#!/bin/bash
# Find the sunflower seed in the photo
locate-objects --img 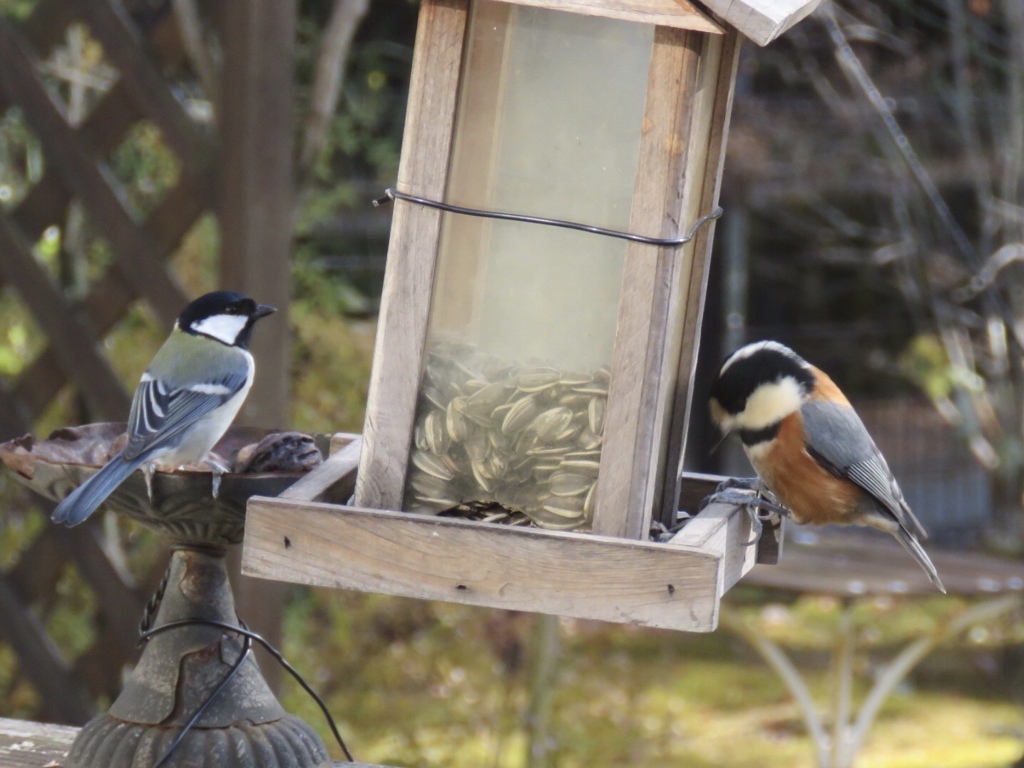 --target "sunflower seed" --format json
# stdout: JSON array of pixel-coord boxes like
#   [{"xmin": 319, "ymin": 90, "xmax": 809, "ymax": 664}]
[
  {"xmin": 548, "ymin": 472, "xmax": 592, "ymax": 497},
  {"xmin": 588, "ymin": 397, "xmax": 606, "ymax": 435},
  {"xmin": 502, "ymin": 396, "xmax": 540, "ymax": 434},
  {"xmin": 411, "ymin": 449, "xmax": 455, "ymax": 481},
  {"xmin": 527, "ymin": 407, "xmax": 573, "ymax": 441}
]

PROBLEM TO WORK ON
Reproduce verbatim only the lines from the one holding "# stdout: JSON" through the end of the records.

EXPECTED ANSWER
# stdout: JSON array of pixel-coord boxes like
#   [{"xmin": 319, "ymin": 90, "xmax": 809, "ymax": 664}]
[
  {"xmin": 548, "ymin": 472, "xmax": 592, "ymax": 497},
  {"xmin": 588, "ymin": 397, "xmax": 606, "ymax": 435},
  {"xmin": 502, "ymin": 396, "xmax": 540, "ymax": 434},
  {"xmin": 411, "ymin": 449, "xmax": 455, "ymax": 481},
  {"xmin": 527, "ymin": 407, "xmax": 573, "ymax": 441}
]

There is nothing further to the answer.